Saved entries:
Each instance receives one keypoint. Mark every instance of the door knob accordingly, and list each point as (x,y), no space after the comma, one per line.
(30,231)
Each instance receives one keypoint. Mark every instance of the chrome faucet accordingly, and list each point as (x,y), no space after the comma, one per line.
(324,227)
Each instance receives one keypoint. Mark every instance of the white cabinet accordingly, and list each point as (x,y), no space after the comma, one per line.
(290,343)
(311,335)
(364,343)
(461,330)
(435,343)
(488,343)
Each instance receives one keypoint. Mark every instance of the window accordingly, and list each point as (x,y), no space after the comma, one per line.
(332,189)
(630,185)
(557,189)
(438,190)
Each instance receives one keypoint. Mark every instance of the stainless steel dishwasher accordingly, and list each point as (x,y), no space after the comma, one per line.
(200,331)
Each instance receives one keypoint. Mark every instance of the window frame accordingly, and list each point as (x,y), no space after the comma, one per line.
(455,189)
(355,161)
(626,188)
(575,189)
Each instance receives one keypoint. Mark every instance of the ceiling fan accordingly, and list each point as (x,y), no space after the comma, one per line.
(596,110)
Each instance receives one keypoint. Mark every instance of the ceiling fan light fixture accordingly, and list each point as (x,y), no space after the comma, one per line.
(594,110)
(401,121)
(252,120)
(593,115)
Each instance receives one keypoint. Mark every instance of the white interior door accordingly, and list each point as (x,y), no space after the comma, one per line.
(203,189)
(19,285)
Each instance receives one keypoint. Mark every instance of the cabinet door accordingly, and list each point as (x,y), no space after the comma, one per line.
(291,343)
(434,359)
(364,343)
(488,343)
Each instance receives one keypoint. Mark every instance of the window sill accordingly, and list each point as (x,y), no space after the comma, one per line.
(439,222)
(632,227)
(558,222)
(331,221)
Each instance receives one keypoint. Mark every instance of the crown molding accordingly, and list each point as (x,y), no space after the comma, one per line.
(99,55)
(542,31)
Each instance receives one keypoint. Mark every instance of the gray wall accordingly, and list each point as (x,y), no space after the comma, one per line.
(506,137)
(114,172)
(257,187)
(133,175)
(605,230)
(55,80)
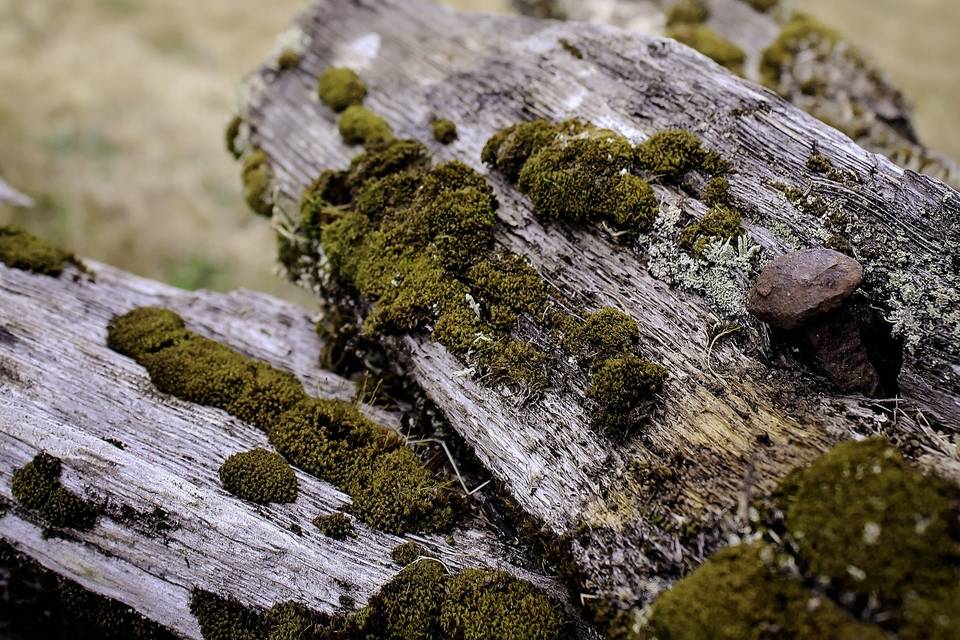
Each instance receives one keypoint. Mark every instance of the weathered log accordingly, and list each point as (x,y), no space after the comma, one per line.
(731,420)
(150,460)
(855,96)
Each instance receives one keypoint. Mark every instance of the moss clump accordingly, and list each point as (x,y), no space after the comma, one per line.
(719,223)
(494,605)
(711,44)
(336,525)
(231,134)
(391,489)
(670,154)
(259,476)
(605,334)
(867,524)
(359,125)
(257,177)
(340,88)
(620,385)
(687,12)
(288,59)
(763,6)
(801,33)
(36,486)
(444,131)
(225,619)
(407,553)
(735,594)
(20,249)
(574,172)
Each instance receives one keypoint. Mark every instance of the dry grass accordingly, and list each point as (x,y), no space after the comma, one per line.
(112,112)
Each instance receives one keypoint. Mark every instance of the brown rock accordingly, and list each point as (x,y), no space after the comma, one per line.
(800,286)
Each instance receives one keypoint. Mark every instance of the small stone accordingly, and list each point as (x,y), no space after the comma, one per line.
(803,285)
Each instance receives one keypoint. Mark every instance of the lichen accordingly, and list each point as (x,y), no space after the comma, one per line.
(711,44)
(340,88)
(36,486)
(259,476)
(335,525)
(444,131)
(359,125)
(739,594)
(407,553)
(863,522)
(391,489)
(257,176)
(687,12)
(20,249)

*THE TASK*
Would you please repeat all the data word for word, but without the pictures?

*SOLUTION FOR THIS PROBLEM*
Each instance receives one keypoint. Mark every instance of the door knob accordingly, and list each point as (x,y), no space after the comma, one per line.
(30,231)
Each instance receives one keypoint. Mark every instance of the chrome faucet accordingly, and list each point as (x,y), no space after the comma, one per line.
(324,227)
Each instance receives one keypoint. Mark every instance of the white cabinet accordingly, and list each point as (x,y), no space after the comma, one per line.
(290,343)
(311,335)
(364,343)
(461,330)
(435,343)
(488,343)
Each instance receives one keypoint. Mark every instance of the window accordingly, and list each point as (x,y), no space after the comma, one per line.
(332,189)
(630,185)
(557,189)
(438,190)
Each instance receives one keypoint. Mark every instance of the stainless steel dishwasher accordingly, and list each point as (x,y), no space after the comma, one per line.
(200,331)
Each instance receives one keypoint. Mark every instance of the window frame accordingly, and list each point as (x,y), no space after the comma, one per line.
(455,189)
(355,161)
(626,188)
(575,189)
Each instance receives one keypoint. Mark every instance of the ceiling fan accordingly, and list each point as (x,y), no space after the comma, one per line.
(596,110)
Each instance receives one keypoint. Mark every instance of the ceiling fan light fixture accordingly, and list each point as (x,y), no space after the comma, one per line.
(594,110)
(401,121)
(252,120)
(593,115)
Each instance receives one keypoint. Mark every instance of the white interior door accordingly, and list each point as (x,y), no space after the comma, one per line.
(203,189)
(19,285)
Each instance receives one keypoint. Mark every instance of the cabinet door accordingly, and list each point as (x,y), no space after the comma, one per line.
(291,343)
(434,359)
(364,343)
(488,343)
Each instance receives one keypoint. Mark every instance of the window sill accordingly, and list each point as (x,y), no space after the comma, one per line.
(439,222)
(632,227)
(558,222)
(331,221)
Each instance receives one keypoint. Mark every instance of the crown molding accordingly, and list each point as (x,y), no space after the comma, one per line.
(99,55)
(542,31)
Each instance receives one keypoint. Mark every instance of the gray wall accordingly, and list each point as (x,y), no space after the comma, one per line.
(506,137)
(114,172)
(257,187)
(133,175)
(605,230)
(55,80)
Each instance receives one keypoint. Mark every instance of the weathered log accordingly, and list each point as (x,y), no space after the comma, one per line.
(731,420)
(150,460)
(855,96)
Each instance receives one keypoint. Mark every instance of the moss clump accordingly, and list each point as (x,y), no space after the comma, one per line.
(719,223)
(494,605)
(711,44)
(336,525)
(231,134)
(391,489)
(670,154)
(259,476)
(605,334)
(867,524)
(359,125)
(257,177)
(340,88)
(620,385)
(687,12)
(288,59)
(763,6)
(801,33)
(36,486)
(444,131)
(225,619)
(407,553)
(735,594)
(20,249)
(574,172)
Each instance receives one keypoint. Mark every instance of the dry grass accordingly, and list each point as (x,y), no space after the comma, one per line.
(112,112)
Each instance receives one keypoint. Mark every instance of the brown rock accordingly, and list each point as (x,y), no space after the comma, one per line.
(800,286)
Each instance receives one keypoint. Mark every instance of the small stone accordingly, and list each point as (x,y), no space after the comma, one per line.
(803,285)
Each instance receives one keypoint. Mark every instance of the lichen accordingly, and list each point as (x,y), no space after the comma, one per line.
(711,44)
(340,88)
(36,486)
(259,476)
(335,525)
(444,131)
(359,125)
(739,594)
(407,553)
(863,522)
(391,489)
(257,176)
(687,12)
(20,249)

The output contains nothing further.